* Document excerpt *
[start]

Edge Detection and Image Gradients

Questions and Answers

What fundamental operation does edge detection perform on a 2D image?

• It blurs the image to remove noise.
• It transforms the image into a higher-resolution format.
• It reduces the color depth of the image.
• It converts the image into a set of curves. (correct)

Which of the following real-world factors can cause edges to appear in an image?

• Discontinuities in surface normal, depth, color, or illumination. (correct)
• Variations in sensor temperature during image capture.
• Changes in compression artifacts.
• The specific file format used to save the image.

In image processing, what does the 'gradient' of an image represent?

• The average color of the image.
• The directions of the most rapid change in image intensity. (correct)
• The compression ratio of the image.
• The sharpness of the image.

How is the 'edge strength' typically determined from the image gradient?

By calculating the magnitude of the gradient vector. (A)

How can the derivative of a digital image be approximated?

Using the discrete derivative (finite difference approximation). (A)

What is the primary effect of noise on edge detection when directly computing derivatives?

Noise causes the computed derivative to fluctuate wildly, making it difficult to locate true edges. (C)

Why is smoothing an image typically performed before edge detection?

To reduce noise and prevent it from being amplified by derivative calculations. (C)

What is a key advantage of using the identity $\frac{d}{dx}(f * h) = f * \frac{d}{dx}h$ in edge detection?

It reduces the computational cost by combining smoothing and differentiation into one operation. (B)

[end]

* Given information *

[start]

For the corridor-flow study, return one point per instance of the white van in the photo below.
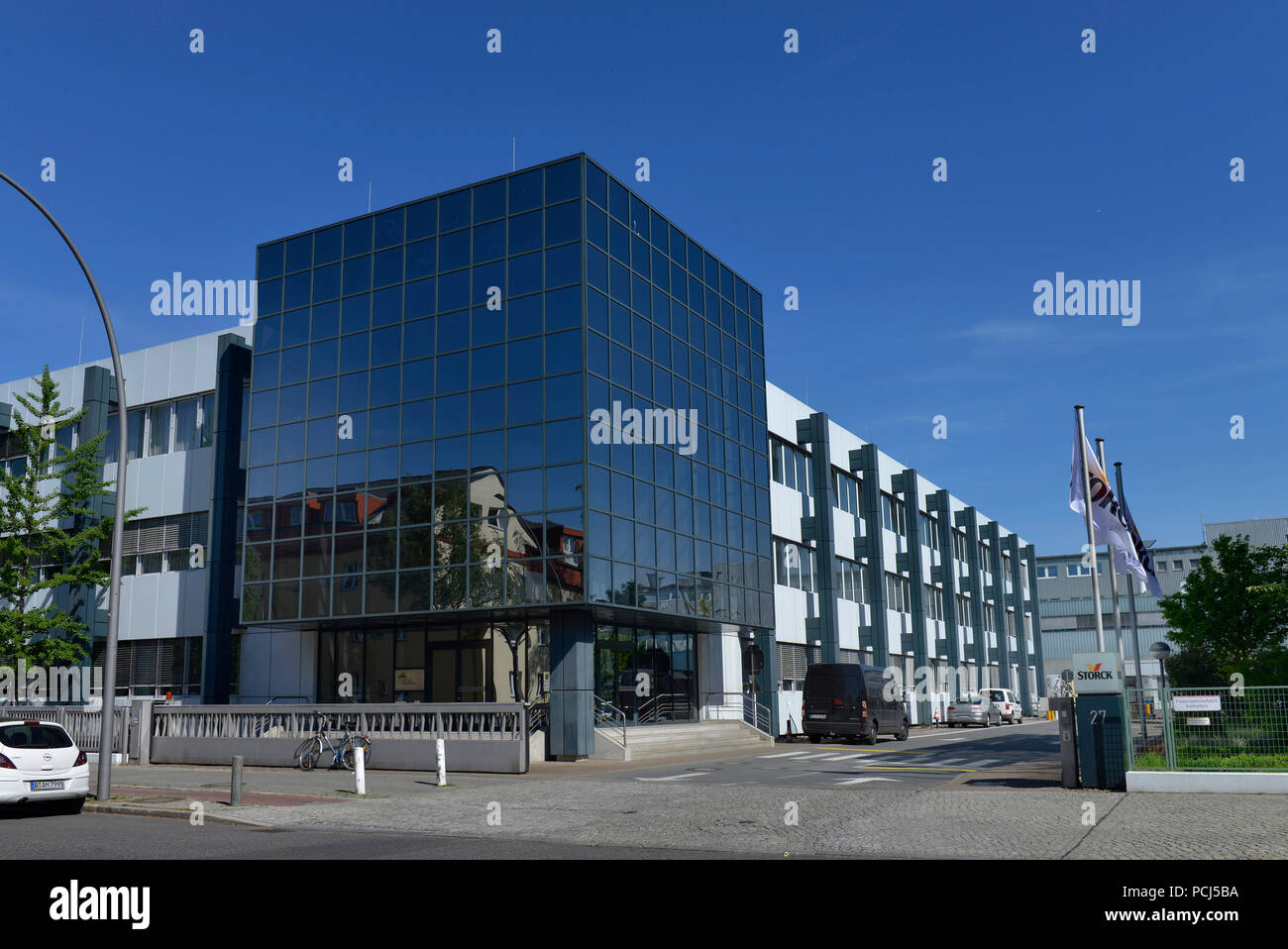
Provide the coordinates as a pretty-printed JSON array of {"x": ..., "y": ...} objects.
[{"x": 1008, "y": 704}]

[end]
[start]

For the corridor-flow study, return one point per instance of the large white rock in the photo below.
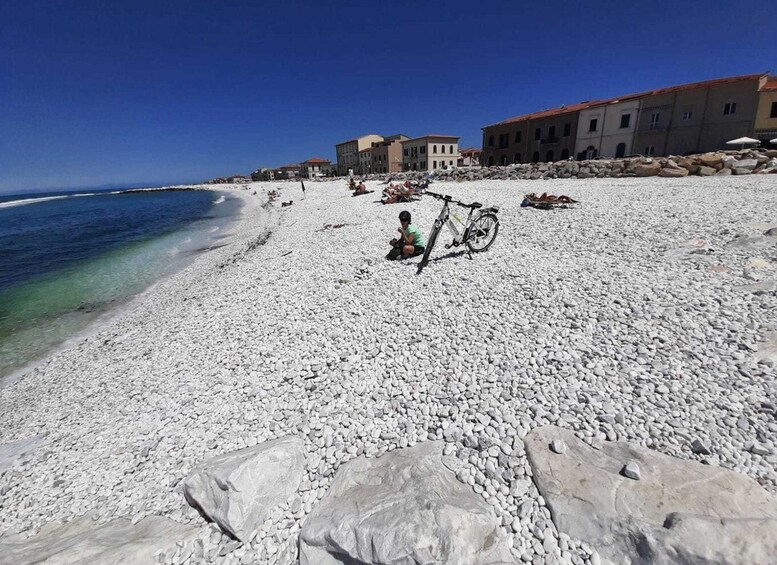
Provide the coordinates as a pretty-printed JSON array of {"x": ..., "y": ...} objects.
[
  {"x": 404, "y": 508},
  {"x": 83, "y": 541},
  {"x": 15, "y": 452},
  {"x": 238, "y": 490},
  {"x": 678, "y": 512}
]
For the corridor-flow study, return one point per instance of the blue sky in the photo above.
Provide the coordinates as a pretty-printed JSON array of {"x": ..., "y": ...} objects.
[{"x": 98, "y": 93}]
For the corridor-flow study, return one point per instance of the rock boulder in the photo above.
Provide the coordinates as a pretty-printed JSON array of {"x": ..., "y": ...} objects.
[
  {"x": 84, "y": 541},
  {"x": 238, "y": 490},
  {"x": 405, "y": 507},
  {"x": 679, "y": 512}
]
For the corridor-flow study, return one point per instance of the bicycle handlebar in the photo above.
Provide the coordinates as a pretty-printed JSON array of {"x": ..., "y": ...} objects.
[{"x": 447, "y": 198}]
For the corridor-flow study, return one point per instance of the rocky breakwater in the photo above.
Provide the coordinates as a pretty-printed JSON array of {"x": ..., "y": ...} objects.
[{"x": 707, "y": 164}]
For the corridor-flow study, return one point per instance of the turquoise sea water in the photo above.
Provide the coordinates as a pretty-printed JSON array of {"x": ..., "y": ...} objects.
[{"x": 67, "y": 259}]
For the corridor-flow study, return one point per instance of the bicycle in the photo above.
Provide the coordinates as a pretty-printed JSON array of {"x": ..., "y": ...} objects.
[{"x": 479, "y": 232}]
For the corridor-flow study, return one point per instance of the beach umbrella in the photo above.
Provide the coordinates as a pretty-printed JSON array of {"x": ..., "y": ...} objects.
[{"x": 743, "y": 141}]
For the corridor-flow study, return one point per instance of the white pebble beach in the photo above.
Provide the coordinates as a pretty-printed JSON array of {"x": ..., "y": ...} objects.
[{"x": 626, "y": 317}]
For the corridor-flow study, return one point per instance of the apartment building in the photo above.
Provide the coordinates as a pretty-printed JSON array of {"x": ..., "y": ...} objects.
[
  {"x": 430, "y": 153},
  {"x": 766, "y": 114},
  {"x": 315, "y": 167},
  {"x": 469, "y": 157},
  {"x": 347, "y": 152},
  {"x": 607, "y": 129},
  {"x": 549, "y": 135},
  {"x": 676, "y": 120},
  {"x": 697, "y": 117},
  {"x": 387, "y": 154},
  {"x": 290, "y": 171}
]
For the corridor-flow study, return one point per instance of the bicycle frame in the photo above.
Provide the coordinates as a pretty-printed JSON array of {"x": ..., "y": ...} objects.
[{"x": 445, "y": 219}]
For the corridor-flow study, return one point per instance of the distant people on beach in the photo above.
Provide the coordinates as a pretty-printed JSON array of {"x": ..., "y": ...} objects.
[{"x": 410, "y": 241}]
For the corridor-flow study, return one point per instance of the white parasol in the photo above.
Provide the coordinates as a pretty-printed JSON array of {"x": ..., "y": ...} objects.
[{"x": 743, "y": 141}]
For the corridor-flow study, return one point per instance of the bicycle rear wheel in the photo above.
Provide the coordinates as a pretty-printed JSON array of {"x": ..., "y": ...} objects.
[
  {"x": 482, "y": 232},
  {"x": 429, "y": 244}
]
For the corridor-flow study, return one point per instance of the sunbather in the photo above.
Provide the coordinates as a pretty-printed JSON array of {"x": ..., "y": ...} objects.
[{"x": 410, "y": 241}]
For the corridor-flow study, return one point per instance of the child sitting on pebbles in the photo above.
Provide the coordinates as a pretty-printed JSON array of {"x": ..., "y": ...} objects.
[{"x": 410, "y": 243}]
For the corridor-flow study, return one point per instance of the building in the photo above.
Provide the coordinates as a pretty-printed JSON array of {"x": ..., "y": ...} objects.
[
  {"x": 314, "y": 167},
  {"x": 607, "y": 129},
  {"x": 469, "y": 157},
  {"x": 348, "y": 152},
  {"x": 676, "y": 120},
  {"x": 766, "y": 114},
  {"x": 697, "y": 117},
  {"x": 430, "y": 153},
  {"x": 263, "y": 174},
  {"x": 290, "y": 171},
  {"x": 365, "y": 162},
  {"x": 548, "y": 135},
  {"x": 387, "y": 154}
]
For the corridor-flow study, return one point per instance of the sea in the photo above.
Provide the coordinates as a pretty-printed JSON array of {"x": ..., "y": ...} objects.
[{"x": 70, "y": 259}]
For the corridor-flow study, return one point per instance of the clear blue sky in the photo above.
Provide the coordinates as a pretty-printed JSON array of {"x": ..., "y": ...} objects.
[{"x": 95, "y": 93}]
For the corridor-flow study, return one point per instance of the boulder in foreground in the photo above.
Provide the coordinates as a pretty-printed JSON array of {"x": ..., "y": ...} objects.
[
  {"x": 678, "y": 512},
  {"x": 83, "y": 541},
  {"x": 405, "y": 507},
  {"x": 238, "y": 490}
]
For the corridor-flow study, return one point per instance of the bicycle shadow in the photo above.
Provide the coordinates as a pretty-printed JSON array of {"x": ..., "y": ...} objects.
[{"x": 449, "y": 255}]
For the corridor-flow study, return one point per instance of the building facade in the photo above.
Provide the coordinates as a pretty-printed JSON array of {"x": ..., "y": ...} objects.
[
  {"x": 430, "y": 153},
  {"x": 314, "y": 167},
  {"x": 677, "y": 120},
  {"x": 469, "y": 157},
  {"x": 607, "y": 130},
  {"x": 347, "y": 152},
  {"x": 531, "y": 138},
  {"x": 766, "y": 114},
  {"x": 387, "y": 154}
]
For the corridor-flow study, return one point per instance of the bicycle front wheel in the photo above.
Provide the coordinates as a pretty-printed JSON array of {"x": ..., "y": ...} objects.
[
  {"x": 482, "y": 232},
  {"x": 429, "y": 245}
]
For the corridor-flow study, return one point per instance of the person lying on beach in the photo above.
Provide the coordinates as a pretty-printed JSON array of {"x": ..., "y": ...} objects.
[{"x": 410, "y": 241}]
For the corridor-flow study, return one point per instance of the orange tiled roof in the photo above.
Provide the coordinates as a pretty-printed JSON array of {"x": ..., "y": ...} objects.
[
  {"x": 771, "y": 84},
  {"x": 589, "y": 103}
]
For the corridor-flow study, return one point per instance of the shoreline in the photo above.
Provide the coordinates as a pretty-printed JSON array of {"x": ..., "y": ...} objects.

[end]
[start]

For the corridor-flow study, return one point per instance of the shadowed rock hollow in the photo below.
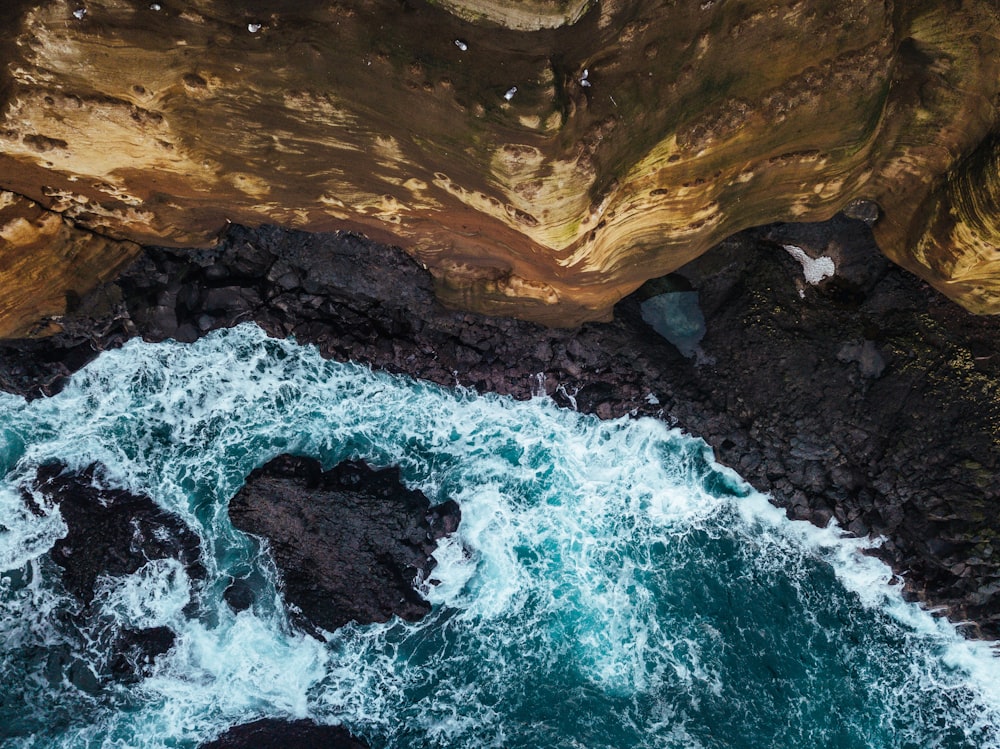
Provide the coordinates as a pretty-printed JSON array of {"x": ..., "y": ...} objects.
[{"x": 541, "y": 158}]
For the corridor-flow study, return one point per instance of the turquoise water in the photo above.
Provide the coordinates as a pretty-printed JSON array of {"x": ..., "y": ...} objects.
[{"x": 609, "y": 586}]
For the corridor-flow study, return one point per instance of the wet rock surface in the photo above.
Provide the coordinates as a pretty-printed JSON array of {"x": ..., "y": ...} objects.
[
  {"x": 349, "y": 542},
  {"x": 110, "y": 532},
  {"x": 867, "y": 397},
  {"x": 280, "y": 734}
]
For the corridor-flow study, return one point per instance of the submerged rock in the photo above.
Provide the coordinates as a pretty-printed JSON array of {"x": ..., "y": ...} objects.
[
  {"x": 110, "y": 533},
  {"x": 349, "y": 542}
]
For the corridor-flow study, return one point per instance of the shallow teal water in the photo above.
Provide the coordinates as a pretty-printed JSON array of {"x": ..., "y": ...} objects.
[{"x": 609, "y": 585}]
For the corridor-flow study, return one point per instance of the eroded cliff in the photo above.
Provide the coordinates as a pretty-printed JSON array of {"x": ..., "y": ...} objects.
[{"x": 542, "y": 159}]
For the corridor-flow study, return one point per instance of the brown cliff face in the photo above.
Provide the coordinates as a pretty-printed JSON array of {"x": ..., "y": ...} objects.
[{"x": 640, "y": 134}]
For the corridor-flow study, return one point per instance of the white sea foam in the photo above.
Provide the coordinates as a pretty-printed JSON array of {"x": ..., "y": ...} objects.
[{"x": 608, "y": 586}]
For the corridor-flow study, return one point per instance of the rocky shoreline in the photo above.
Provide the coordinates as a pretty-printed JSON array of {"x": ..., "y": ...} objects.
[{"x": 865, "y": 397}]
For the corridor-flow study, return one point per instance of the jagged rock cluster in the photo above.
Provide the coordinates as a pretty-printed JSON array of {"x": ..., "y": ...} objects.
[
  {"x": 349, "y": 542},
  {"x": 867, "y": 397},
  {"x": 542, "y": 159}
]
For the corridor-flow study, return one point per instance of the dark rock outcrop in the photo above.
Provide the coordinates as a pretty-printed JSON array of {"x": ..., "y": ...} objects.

[end]

* Exercise aim *
Can you pull the passage from the edge detection Q&A above, starting at the words "In image processing, what" and stopping after "image be approximated?", copied word for word?

* Task solution *
In image processing, what does the 'gradient' of an image represent?

• The average color of the image.
• The directions of the most rapid change in image intensity. (correct)
• The compression ratio of the image.
• The sharpness of the image.

How is the 'edge strength' typically determined from the image gradient?

By calculating the magnitude of the gradient vector. (A)

How can the derivative of a digital image be approximated?